[Collection entries]
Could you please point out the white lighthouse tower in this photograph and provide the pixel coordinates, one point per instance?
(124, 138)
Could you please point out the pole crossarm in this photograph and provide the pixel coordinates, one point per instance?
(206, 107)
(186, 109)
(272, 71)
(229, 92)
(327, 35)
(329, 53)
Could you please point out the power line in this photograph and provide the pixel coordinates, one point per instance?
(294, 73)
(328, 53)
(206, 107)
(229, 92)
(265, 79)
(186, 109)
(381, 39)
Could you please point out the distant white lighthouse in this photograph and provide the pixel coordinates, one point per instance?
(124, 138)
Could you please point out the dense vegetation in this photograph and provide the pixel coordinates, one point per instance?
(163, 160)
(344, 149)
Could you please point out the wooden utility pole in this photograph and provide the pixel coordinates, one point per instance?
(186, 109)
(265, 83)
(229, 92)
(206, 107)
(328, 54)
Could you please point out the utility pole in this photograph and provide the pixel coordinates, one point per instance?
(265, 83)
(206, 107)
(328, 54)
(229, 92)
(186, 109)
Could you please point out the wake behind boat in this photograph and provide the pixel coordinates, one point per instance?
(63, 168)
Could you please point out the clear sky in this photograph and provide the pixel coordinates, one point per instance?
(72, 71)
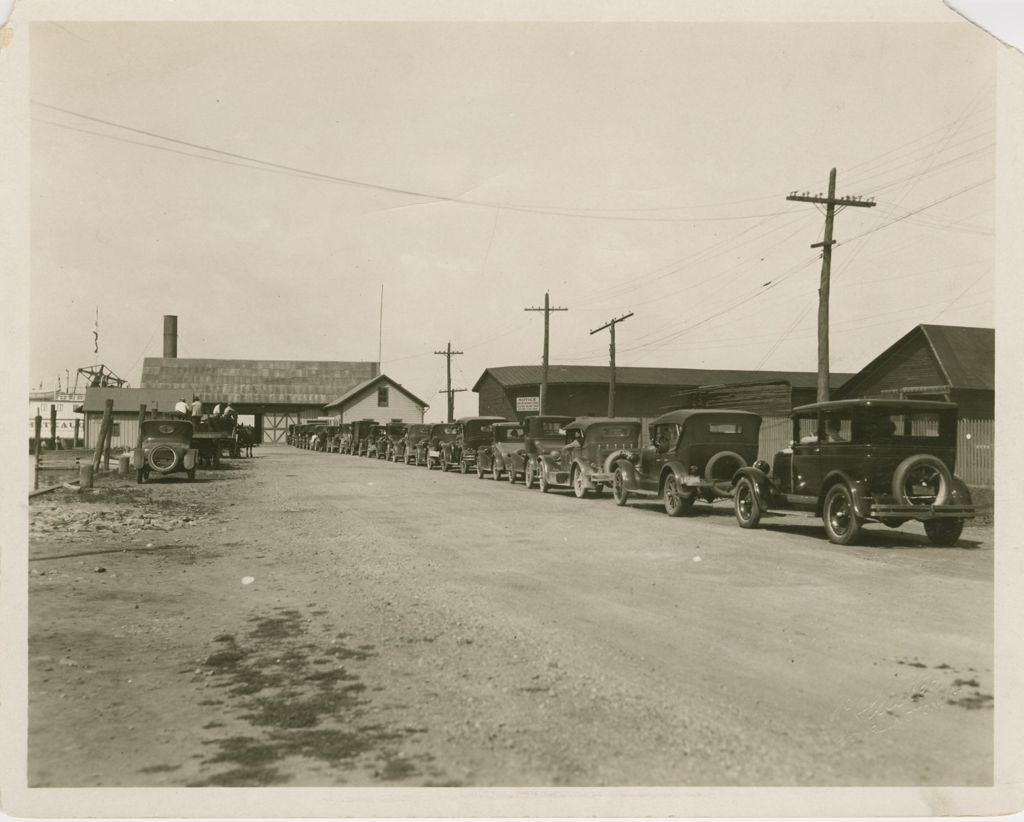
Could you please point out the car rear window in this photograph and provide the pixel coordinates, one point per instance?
(725, 428)
(552, 429)
(607, 433)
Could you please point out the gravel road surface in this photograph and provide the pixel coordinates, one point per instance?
(304, 618)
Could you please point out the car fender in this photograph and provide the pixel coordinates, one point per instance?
(960, 494)
(858, 488)
(584, 468)
(762, 484)
(549, 463)
(631, 480)
(675, 467)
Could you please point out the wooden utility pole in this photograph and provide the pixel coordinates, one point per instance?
(448, 353)
(611, 348)
(104, 432)
(830, 202)
(544, 377)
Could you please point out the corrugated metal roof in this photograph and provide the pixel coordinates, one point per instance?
(966, 354)
(681, 378)
(369, 384)
(128, 399)
(270, 382)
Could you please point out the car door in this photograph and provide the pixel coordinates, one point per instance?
(663, 446)
(805, 479)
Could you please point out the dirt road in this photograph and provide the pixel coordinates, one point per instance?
(305, 618)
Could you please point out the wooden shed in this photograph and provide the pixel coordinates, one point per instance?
(276, 393)
(381, 399)
(512, 391)
(126, 402)
(955, 363)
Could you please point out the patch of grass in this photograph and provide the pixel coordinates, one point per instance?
(396, 768)
(159, 769)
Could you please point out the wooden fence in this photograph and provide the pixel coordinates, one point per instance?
(976, 451)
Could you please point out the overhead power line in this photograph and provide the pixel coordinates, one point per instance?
(350, 181)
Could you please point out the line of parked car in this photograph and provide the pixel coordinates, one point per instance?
(850, 462)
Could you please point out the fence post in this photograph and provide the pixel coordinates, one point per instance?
(38, 443)
(137, 461)
(104, 429)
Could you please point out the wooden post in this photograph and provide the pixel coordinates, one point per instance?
(107, 447)
(38, 443)
(138, 439)
(829, 202)
(104, 429)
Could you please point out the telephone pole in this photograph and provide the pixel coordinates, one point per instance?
(544, 379)
(611, 347)
(448, 354)
(830, 202)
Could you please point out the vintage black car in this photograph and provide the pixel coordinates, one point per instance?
(591, 446)
(855, 461)
(461, 451)
(344, 438)
(395, 435)
(416, 443)
(166, 449)
(694, 452)
(370, 432)
(542, 434)
(440, 434)
(494, 458)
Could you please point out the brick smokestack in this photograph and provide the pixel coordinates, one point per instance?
(170, 336)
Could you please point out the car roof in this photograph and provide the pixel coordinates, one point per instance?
(682, 415)
(583, 423)
(878, 402)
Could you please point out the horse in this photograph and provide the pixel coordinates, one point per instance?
(246, 439)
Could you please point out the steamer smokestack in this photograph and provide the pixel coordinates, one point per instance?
(170, 336)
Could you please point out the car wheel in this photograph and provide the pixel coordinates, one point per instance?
(839, 516)
(677, 502)
(922, 480)
(747, 505)
(943, 532)
(619, 491)
(580, 484)
(528, 474)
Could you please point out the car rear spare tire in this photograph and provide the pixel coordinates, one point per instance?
(163, 459)
(922, 480)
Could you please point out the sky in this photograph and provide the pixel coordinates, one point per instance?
(263, 181)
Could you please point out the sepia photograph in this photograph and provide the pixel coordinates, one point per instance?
(549, 409)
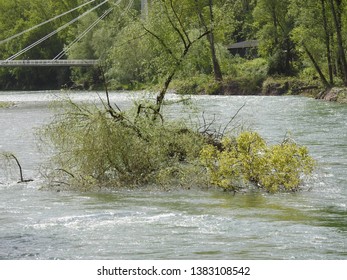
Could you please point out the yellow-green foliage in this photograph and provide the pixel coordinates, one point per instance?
(248, 159)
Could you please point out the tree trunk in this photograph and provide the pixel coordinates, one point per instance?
(216, 67)
(336, 12)
(327, 43)
(316, 66)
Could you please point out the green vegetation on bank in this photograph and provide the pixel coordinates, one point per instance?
(300, 40)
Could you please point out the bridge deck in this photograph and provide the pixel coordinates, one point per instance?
(42, 63)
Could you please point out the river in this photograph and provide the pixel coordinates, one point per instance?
(38, 223)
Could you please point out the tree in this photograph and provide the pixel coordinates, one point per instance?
(274, 25)
(314, 38)
(337, 7)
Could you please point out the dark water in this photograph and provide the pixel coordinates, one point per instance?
(177, 224)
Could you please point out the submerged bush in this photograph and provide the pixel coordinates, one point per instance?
(96, 148)
(248, 159)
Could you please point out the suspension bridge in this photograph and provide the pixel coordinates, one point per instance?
(57, 61)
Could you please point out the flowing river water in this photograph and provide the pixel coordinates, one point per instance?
(38, 223)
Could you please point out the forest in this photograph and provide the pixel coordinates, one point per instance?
(185, 44)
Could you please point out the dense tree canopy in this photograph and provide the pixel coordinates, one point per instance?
(302, 38)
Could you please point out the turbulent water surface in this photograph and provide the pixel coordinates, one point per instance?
(179, 224)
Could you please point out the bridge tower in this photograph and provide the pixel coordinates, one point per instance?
(144, 7)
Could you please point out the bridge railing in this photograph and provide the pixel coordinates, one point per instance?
(60, 62)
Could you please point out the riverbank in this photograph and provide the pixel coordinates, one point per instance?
(271, 86)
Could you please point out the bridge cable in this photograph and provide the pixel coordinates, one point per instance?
(63, 52)
(55, 32)
(85, 32)
(45, 22)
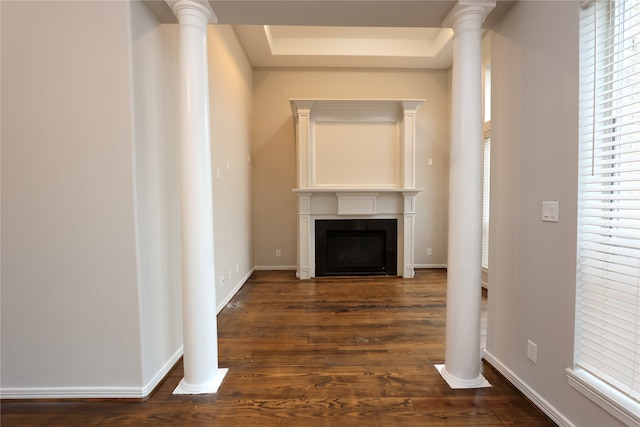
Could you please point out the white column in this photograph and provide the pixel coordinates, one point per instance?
(306, 265)
(408, 230)
(200, 330)
(462, 358)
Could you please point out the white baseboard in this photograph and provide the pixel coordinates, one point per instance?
(99, 392)
(534, 397)
(162, 373)
(275, 267)
(222, 304)
(429, 265)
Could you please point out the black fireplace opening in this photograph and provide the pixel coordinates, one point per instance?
(356, 247)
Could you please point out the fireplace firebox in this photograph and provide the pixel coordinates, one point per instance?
(355, 247)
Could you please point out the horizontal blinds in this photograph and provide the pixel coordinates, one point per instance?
(608, 273)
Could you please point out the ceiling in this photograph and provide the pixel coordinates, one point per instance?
(339, 33)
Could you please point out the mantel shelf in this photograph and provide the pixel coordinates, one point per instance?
(358, 190)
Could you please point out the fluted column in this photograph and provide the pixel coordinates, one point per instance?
(200, 330)
(462, 358)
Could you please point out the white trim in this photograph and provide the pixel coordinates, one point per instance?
(617, 404)
(274, 267)
(100, 392)
(162, 373)
(222, 304)
(430, 266)
(531, 394)
(210, 387)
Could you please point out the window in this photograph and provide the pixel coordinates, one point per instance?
(486, 164)
(607, 336)
(486, 168)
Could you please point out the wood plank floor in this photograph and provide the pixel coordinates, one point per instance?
(326, 352)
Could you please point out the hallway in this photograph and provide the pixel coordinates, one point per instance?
(326, 352)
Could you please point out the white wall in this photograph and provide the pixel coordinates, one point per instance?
(69, 282)
(230, 90)
(154, 59)
(534, 158)
(274, 168)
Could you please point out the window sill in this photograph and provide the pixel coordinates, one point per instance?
(611, 400)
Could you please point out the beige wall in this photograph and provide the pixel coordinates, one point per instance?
(91, 296)
(534, 158)
(230, 88)
(274, 165)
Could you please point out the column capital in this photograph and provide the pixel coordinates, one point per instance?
(202, 6)
(465, 10)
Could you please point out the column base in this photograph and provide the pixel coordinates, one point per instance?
(455, 382)
(209, 387)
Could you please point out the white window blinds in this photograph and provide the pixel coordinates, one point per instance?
(607, 341)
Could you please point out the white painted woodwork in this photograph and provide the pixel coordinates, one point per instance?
(462, 357)
(355, 159)
(200, 334)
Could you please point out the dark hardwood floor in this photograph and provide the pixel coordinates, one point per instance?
(326, 352)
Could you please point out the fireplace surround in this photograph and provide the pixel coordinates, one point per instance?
(348, 247)
(355, 162)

Problem requirements: Copy from the line with "Could you please point out the dark hardwood" to the final line of the records, inclusive, and add nothing else.

Response to the task:
Could you please point out the dark hardwood floor in this photograph and provide the pixel coordinates, one point per instance?
(326, 352)
Could you please point out the fireplace surround in this photograph and provide the pixel coordinates, one point per instance?
(348, 247)
(355, 162)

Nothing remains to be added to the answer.